Prompt. Every word of the data below has to be copied faithfully.
====== Data excerpts
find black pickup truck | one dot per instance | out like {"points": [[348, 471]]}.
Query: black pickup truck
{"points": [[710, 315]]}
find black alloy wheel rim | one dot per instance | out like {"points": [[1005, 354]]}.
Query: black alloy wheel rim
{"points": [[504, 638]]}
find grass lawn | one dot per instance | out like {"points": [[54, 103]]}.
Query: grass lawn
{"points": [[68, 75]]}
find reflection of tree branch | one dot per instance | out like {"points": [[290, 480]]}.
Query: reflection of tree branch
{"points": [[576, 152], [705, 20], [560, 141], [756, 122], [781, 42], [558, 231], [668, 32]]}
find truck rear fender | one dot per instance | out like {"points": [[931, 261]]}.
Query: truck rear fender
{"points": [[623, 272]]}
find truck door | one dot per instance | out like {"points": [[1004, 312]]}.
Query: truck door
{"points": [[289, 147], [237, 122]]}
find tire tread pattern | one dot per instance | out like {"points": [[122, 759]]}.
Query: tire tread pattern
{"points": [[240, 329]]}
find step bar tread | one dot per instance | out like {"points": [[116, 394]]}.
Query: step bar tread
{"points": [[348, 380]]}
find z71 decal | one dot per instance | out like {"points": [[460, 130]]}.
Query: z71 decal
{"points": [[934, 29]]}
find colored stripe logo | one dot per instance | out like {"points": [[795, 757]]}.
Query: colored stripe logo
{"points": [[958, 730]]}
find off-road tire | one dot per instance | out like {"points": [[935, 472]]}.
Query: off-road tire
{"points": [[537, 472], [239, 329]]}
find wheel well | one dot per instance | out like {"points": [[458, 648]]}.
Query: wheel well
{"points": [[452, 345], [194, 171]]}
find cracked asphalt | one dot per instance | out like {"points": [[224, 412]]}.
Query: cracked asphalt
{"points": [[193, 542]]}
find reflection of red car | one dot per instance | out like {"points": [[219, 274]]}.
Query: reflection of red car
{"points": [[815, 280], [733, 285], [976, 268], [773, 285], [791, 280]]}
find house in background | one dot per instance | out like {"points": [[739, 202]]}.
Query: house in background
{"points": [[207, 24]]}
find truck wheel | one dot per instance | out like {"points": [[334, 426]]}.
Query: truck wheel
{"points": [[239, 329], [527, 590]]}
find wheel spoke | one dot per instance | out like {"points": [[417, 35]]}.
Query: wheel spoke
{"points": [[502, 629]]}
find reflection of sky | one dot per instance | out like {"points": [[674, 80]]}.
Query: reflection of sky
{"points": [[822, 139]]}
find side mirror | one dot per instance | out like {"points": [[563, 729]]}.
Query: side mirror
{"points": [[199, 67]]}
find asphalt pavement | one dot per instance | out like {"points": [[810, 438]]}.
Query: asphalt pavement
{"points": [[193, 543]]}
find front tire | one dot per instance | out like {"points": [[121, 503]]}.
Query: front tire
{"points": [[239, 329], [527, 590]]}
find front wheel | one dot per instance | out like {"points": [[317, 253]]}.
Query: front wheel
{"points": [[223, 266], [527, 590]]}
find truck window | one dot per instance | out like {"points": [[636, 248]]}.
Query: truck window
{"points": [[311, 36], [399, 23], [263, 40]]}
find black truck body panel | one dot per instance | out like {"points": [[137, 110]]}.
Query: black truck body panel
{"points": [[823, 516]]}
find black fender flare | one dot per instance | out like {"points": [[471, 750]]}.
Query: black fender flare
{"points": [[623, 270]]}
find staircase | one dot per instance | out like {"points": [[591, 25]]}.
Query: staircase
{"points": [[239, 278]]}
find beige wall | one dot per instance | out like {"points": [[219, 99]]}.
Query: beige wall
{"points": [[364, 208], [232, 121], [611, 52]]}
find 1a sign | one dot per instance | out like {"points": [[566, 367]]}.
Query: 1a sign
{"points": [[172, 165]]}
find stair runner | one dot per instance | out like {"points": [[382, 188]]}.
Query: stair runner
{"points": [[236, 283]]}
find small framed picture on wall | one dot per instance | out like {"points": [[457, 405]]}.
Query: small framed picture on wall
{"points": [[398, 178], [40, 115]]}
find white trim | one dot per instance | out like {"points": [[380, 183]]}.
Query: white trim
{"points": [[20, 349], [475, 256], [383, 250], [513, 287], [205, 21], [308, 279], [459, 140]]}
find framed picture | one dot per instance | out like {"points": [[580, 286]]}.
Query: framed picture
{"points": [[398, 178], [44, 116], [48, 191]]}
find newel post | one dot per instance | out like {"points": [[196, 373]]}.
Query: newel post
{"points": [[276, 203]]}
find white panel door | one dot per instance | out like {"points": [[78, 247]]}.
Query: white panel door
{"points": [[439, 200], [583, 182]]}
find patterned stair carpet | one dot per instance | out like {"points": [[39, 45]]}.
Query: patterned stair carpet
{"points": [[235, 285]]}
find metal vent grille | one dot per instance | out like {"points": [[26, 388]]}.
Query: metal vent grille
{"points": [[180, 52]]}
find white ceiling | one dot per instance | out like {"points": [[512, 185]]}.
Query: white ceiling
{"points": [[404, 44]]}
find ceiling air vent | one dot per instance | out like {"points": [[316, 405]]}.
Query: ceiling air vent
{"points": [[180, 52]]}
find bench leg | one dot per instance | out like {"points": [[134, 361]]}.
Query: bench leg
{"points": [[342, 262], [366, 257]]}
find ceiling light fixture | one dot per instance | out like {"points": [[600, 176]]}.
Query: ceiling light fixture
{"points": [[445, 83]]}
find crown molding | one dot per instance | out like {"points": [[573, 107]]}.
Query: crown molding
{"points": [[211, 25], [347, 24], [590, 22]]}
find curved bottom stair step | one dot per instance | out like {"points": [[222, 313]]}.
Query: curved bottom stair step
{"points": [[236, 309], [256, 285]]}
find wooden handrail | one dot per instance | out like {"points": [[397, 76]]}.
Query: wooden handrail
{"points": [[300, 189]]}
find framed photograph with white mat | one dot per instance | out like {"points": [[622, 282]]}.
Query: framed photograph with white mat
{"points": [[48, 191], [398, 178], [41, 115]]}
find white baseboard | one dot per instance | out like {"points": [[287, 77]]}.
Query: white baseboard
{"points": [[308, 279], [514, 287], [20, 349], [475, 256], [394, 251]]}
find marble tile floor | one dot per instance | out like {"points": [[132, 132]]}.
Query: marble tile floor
============
Output.
find black pickup truck | one dot per instance | out like {"points": [[348, 471]]}.
Query: black pickup truck
{"points": [[710, 315]]}
find black alloy wheel rim | one dot per instance | out like {"points": [[1005, 354]]}.
Query: black alloy wheel rim
{"points": [[504, 638]]}
find grass lawn | one dot per instance | out like {"points": [[54, 103]]}.
Query: grass lawn
{"points": [[68, 75]]}
find reflection of tree branch | one dot per instance | out like {"points": [[290, 480]]}.
Query: reflection of tree branch
{"points": [[576, 152], [705, 20], [560, 141], [756, 122], [781, 42], [558, 231], [668, 32]]}
find truck rear fender | one dot per instance | out like {"points": [[931, 261]]}.
Query: truck rear fender
{"points": [[623, 272]]}
find truck door | one dot per instance | out like {"points": [[1004, 312]]}.
Query: truck door
{"points": [[289, 147], [237, 122]]}
find tire tread pattern | one dot per instance | out like {"points": [[122, 759]]}.
Query: tire tread pattern
{"points": [[240, 329]]}
find step bar tread | one dot per instance | out like {"points": [[116, 394]]}.
Query: step bar tread
{"points": [[348, 380]]}
find z71 decal | one dot per instance | out like {"points": [[460, 130]]}.
Query: z71 decal
{"points": [[934, 29]]}
find colored stripe logo | one dot per instance | out like {"points": [[795, 757]]}.
Query: colored stripe logo
{"points": [[958, 730]]}
find off-road tire | one dot per instance | out like {"points": [[935, 472]]}.
Query: off-road tire
{"points": [[537, 472], [239, 329]]}
find wheel well | one dot per instance | out like {"points": [[458, 648]]}.
Query: wheel well
{"points": [[452, 345], [194, 171]]}
find cracked asphalt | one dot per instance | out like {"points": [[224, 412]]}.
Query: cracked asphalt
{"points": [[193, 542]]}
find reflection of red car | one dot per instance | out like {"points": [[219, 274]]}.
Query: reflection of red car
{"points": [[815, 280], [733, 285], [976, 268], [773, 285], [791, 280]]}
find house in background | one dot per instance | out like {"points": [[739, 202]]}.
Query: house in background
{"points": [[207, 24]]}
find truck wheel | one dot per instance | out like {"points": [[334, 426]]}.
Query: truck wheel
{"points": [[239, 329], [527, 590]]}
find wheel spoke | one dot per instance | out like {"points": [[417, 35]]}.
Query: wheel spoke
{"points": [[502, 629]]}
find reflection of sky | one dot per instance | out like {"points": [[674, 80]]}.
Query: reflection of sky
{"points": [[822, 139]]}
find side mirror | one dot per instance | out like {"points": [[563, 729]]}.
Query: side mirror
{"points": [[199, 67]]}
find asphalt pavement | one dot per instance | out like {"points": [[810, 438]]}.
Query: asphalt pavement
{"points": [[193, 543]]}
find front tire | one dot per instance | out like {"points": [[121, 503]]}.
Query: front tire
{"points": [[239, 329], [527, 590]]}
find front wheel | one dot per instance | out like {"points": [[317, 253]]}.
Query: front wheel
{"points": [[223, 266], [527, 590]]}
find truck window | one dot per instance | out like {"points": [[636, 248]]}.
Query: truck window
{"points": [[311, 36], [399, 23], [263, 40]]}
find black truck body panel | one dot per instance | out like {"points": [[137, 110]]}.
Query: black truck body panel
{"points": [[823, 516]]}
find black fender flare | one dot per instance | out like {"points": [[471, 750]]}.
Query: black fender flare
{"points": [[623, 270]]}
find staircase | one dot per instance | out like {"points": [[591, 25]]}.
Query: staircase
{"points": [[239, 278]]}
find beige wall | one dot per instance | out like {"points": [[219, 99]]}.
Query: beige wall
{"points": [[364, 208], [232, 121], [611, 52]]}
find 1a sign | one dot per instance | out like {"points": [[566, 367]]}.
Query: 1a sign
{"points": [[172, 165]]}
find stair runner | one dot per instance | out like {"points": [[382, 188]]}.
Query: stair runner
{"points": [[236, 283]]}
find small framed picture on wall | one dot per instance | out like {"points": [[457, 405]]}.
Query: small framed picture on wall
{"points": [[398, 178], [40, 115]]}
find white trim | one dot per instance | out like {"points": [[380, 183]]}.
Query: white trim
{"points": [[20, 349], [475, 256], [383, 250], [513, 287], [205, 21], [308, 279], [459, 140]]}
find framed picture | one dot per instance | out like {"points": [[580, 286]]}.
Query: framed picture
{"points": [[398, 178], [44, 116], [48, 191]]}
find newel post | one dot per instance | out like {"points": [[196, 373]]}.
Query: newel post
{"points": [[276, 203]]}
find white panel door | one dot per instance | out like {"points": [[78, 247]]}.
Query: white panel door
{"points": [[439, 200], [583, 182]]}
find patterned stair carpet | one dot per instance | out like {"points": [[39, 45]]}.
Query: patterned stair carpet
{"points": [[235, 285]]}
find metal vent grille | one dot per instance | out like {"points": [[26, 388]]}.
Query: metal vent grille
{"points": [[180, 52]]}
find white ceiling | one dot per instance | out like {"points": [[512, 185]]}.
Query: white ceiling
{"points": [[404, 44]]}
find ceiling air vent | one dot per instance | out like {"points": [[316, 405]]}.
Query: ceiling air vent
{"points": [[180, 52]]}
find bench leg | one dot per instance | out like {"points": [[134, 361]]}.
Query: bench leg
{"points": [[342, 262], [366, 257]]}
find ceiling light fixture | one dot per instance | out like {"points": [[600, 176]]}.
Query: ceiling light fixture
{"points": [[445, 83]]}
find crown molding | one dot per instance | out like {"points": [[573, 107]]}.
Query: crown molding
{"points": [[211, 25], [347, 24], [590, 22]]}
find curved bottom stair step | one dot per instance | out like {"points": [[222, 313]]}.
Query: curved bottom stair step
{"points": [[236, 309], [256, 285]]}
find wooden handrail | one dot per instance | out like {"points": [[397, 76]]}.
Query: wooden handrail
{"points": [[300, 189]]}
find framed photograph with white mat | one dot per instance | out like {"points": [[622, 282]]}.
Query: framed photograph with white mat
{"points": [[48, 191], [398, 178], [41, 115]]}
find white baseboard | one dot per instance | out like {"points": [[287, 77]]}.
Query: white baseboard
{"points": [[308, 279], [514, 287], [20, 349], [475, 256], [394, 251]]}
find marble tile floor | one dot per instance | out like {"points": [[132, 132]]}.
Query: marble tile floor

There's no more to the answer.